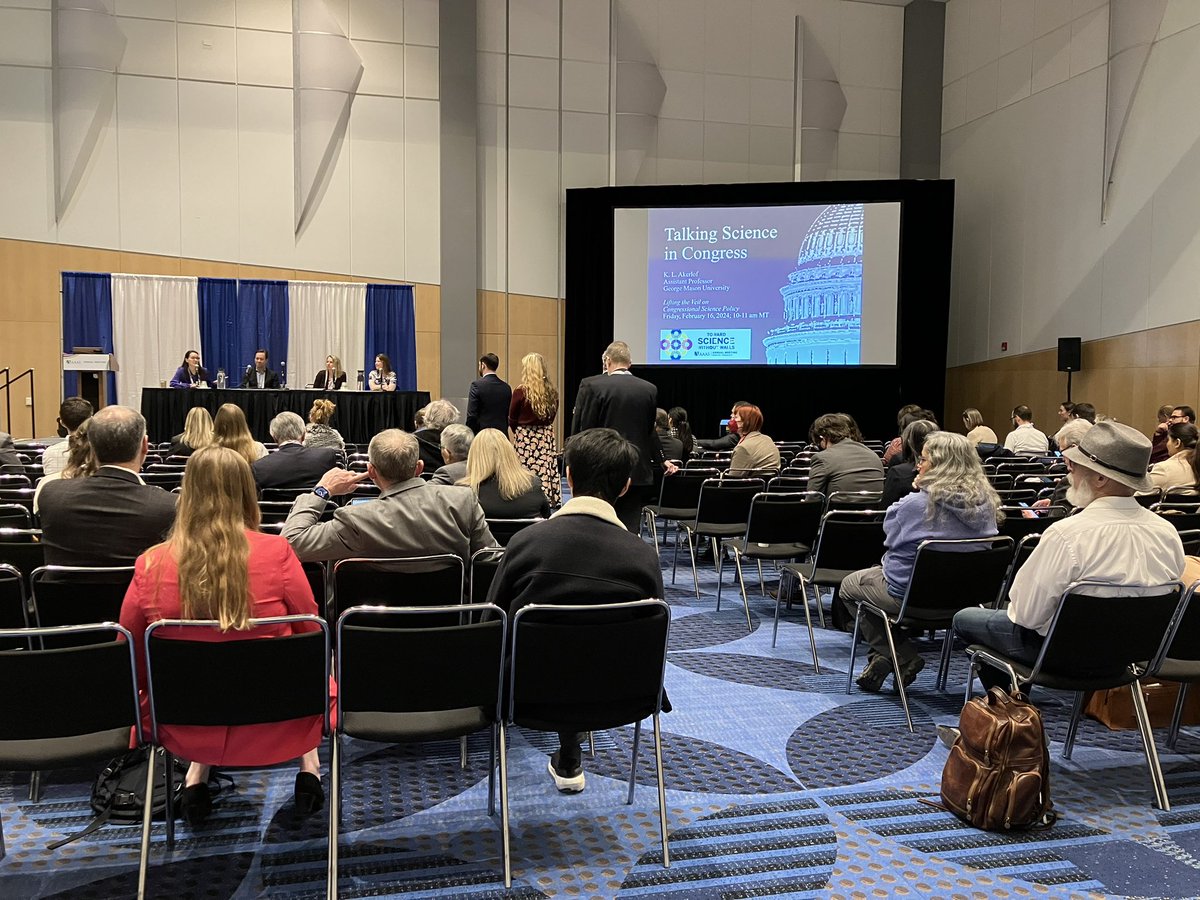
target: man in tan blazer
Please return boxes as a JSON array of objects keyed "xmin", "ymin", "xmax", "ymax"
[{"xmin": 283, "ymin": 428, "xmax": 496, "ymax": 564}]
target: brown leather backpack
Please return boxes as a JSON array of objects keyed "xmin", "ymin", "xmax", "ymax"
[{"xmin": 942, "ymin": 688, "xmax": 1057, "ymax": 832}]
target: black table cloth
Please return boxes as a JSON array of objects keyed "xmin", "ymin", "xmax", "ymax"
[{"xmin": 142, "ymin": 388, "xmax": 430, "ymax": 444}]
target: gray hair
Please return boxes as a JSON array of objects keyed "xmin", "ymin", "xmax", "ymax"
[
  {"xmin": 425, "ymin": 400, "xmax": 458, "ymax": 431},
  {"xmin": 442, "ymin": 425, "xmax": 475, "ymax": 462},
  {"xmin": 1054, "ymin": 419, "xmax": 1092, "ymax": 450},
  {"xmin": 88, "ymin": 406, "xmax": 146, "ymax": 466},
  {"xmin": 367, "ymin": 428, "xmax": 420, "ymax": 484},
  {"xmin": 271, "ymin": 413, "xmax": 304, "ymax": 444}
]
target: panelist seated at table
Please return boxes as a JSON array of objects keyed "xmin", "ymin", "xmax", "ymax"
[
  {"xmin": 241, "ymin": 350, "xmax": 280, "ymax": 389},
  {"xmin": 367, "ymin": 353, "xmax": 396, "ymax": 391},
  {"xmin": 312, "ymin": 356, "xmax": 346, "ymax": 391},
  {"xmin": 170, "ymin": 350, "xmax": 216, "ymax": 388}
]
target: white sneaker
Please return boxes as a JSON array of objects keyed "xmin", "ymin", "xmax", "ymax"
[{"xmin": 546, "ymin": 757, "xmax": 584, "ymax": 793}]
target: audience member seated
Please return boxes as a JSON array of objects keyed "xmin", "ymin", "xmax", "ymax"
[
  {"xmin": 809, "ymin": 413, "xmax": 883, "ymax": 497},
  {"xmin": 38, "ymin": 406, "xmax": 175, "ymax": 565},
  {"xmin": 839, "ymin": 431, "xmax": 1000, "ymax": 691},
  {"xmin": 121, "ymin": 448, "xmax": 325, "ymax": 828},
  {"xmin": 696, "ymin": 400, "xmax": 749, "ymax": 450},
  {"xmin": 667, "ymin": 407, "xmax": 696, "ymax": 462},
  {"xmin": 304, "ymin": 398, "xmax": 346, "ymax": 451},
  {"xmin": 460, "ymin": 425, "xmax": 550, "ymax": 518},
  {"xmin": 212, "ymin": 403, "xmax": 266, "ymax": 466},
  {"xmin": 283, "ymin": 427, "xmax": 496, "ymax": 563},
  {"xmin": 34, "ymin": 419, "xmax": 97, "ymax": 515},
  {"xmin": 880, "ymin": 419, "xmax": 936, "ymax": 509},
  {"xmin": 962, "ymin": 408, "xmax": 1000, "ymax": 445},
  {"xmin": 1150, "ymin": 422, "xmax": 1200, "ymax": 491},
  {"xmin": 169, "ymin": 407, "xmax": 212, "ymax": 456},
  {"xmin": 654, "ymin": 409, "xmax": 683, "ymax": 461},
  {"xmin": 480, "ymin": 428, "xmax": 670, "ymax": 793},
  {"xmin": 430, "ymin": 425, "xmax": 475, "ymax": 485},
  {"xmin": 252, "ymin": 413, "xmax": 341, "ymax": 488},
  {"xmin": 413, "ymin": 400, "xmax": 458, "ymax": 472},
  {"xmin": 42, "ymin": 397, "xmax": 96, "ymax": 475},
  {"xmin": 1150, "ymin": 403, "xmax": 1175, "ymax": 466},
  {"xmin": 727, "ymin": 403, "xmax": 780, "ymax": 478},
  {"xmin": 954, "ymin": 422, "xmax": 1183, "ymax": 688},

+ + + + + + +

Your goal:
Copy out every item above word for word, leaving out the pictures.

Solution:
target: man in tan blazer
Please return boxes as a JSON array of objects keyed "xmin", "ymin", "xmax", "ymax"
[{"xmin": 283, "ymin": 428, "xmax": 496, "ymax": 564}]
target: brown leather backpack
Please return boxes as a JSON array of objects keyed "xmin", "ymin", "xmax", "ymax"
[{"xmin": 942, "ymin": 688, "xmax": 1057, "ymax": 832}]
target: black table cloth
Please return boxes as a JSON array of objects keyed "xmin", "ymin", "xmax", "ymax"
[{"xmin": 142, "ymin": 388, "xmax": 430, "ymax": 444}]
target: gray hair
Please return boxes as a JSON array of objects keyed "xmin", "ymin", "xmax", "ymax"
[
  {"xmin": 425, "ymin": 400, "xmax": 458, "ymax": 431},
  {"xmin": 442, "ymin": 425, "xmax": 475, "ymax": 462},
  {"xmin": 1054, "ymin": 419, "xmax": 1092, "ymax": 450},
  {"xmin": 88, "ymin": 406, "xmax": 146, "ymax": 466},
  {"xmin": 367, "ymin": 428, "xmax": 420, "ymax": 484},
  {"xmin": 271, "ymin": 413, "xmax": 304, "ymax": 444}
]
target: panelist seated at table
Please return boxes as a JSON array of objects keyed "xmin", "ymin", "xmax", "ymax"
[
  {"xmin": 241, "ymin": 350, "xmax": 280, "ymax": 389},
  {"xmin": 367, "ymin": 353, "xmax": 396, "ymax": 391},
  {"xmin": 312, "ymin": 356, "xmax": 346, "ymax": 391},
  {"xmin": 170, "ymin": 350, "xmax": 216, "ymax": 388}
]
target: white sneaker
Please return boxes as a JSON array of objects keyed "xmin", "ymin", "xmax", "ymax"
[{"xmin": 546, "ymin": 757, "xmax": 584, "ymax": 793}]
target: audience member seated
Please return boxes as a JSON array of objects keyed "xmin", "ymin", "xmax", "ymax"
[
  {"xmin": 809, "ymin": 413, "xmax": 883, "ymax": 497},
  {"xmin": 38, "ymin": 406, "xmax": 175, "ymax": 565},
  {"xmin": 839, "ymin": 431, "xmax": 1000, "ymax": 691},
  {"xmin": 121, "ymin": 448, "xmax": 325, "ymax": 828},
  {"xmin": 696, "ymin": 400, "xmax": 749, "ymax": 450},
  {"xmin": 667, "ymin": 407, "xmax": 696, "ymax": 462},
  {"xmin": 304, "ymin": 398, "xmax": 346, "ymax": 451},
  {"xmin": 460, "ymin": 425, "xmax": 550, "ymax": 518},
  {"xmin": 212, "ymin": 403, "xmax": 266, "ymax": 466},
  {"xmin": 283, "ymin": 427, "xmax": 496, "ymax": 563},
  {"xmin": 34, "ymin": 419, "xmax": 97, "ymax": 515},
  {"xmin": 880, "ymin": 419, "xmax": 936, "ymax": 509},
  {"xmin": 962, "ymin": 408, "xmax": 1000, "ymax": 445},
  {"xmin": 1150, "ymin": 422, "xmax": 1200, "ymax": 491},
  {"xmin": 169, "ymin": 407, "xmax": 212, "ymax": 456},
  {"xmin": 654, "ymin": 409, "xmax": 683, "ymax": 461},
  {"xmin": 480, "ymin": 428, "xmax": 670, "ymax": 793},
  {"xmin": 430, "ymin": 425, "xmax": 475, "ymax": 485},
  {"xmin": 252, "ymin": 413, "xmax": 341, "ymax": 488},
  {"xmin": 413, "ymin": 400, "xmax": 458, "ymax": 472},
  {"xmin": 42, "ymin": 397, "xmax": 96, "ymax": 475},
  {"xmin": 1150, "ymin": 403, "xmax": 1175, "ymax": 466},
  {"xmin": 727, "ymin": 403, "xmax": 780, "ymax": 478},
  {"xmin": 954, "ymin": 422, "xmax": 1183, "ymax": 688},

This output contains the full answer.